TASK TO CARRY OUT: Could you pull out the lines below word for word, starting with the line containing "Within the image below, is" and ending with the line containing "[643, 456, 1235, 520]", and leave out any pictures?

MATERIALS PROVIDED:
↓
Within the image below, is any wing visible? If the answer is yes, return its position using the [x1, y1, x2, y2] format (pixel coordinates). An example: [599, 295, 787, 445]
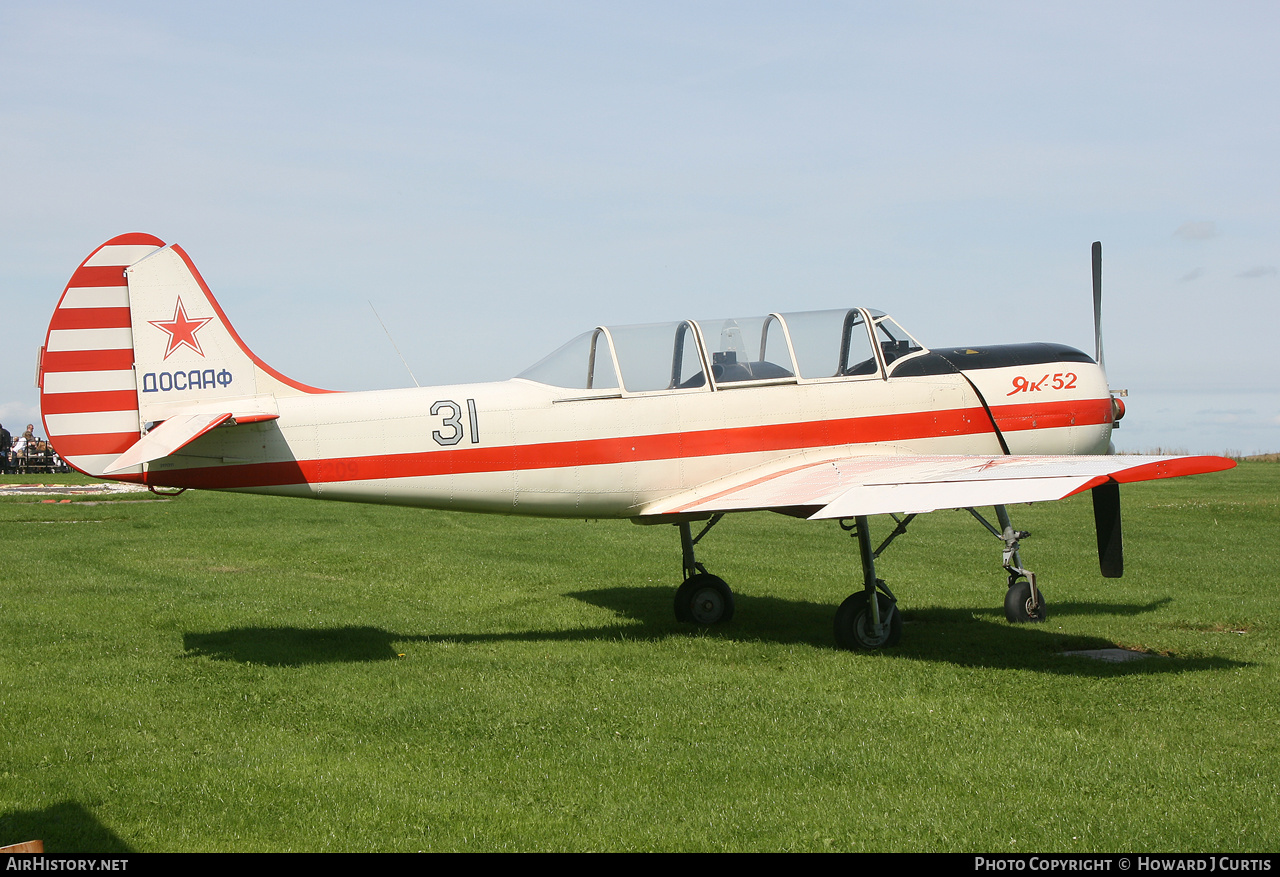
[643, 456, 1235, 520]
↑
↓
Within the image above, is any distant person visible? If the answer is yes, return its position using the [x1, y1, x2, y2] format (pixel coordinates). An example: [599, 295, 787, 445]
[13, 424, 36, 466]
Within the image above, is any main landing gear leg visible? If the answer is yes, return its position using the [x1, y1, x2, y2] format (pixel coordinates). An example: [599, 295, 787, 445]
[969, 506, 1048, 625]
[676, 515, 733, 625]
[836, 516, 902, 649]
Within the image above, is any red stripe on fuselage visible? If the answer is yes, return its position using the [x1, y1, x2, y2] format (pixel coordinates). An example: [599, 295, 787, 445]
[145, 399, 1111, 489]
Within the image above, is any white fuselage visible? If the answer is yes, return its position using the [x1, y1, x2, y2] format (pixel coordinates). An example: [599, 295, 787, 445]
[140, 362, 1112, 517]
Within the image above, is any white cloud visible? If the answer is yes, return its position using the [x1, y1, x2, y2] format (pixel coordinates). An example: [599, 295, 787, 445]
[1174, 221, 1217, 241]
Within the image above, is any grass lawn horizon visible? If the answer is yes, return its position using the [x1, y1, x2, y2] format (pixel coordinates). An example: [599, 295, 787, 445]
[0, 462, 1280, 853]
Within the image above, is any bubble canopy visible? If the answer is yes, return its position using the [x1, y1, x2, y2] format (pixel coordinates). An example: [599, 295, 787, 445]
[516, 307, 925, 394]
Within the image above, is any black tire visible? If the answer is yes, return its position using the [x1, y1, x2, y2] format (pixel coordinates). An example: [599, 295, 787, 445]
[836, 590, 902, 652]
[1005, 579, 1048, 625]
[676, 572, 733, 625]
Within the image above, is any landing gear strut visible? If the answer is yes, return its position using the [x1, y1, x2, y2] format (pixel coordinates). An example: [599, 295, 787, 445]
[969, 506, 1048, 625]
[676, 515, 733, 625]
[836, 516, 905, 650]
↑
↓
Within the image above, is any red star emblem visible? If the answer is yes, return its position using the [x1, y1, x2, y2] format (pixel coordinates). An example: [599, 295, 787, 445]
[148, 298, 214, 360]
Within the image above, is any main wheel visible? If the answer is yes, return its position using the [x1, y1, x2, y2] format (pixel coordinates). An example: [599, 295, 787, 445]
↑
IN RESPONSE:
Within the image below, is any wing visible? If the answer is yes, return its position using the [x1, y1, x2, y2] format (pixel coordinates). An example: [599, 295, 787, 445]
[643, 456, 1235, 520]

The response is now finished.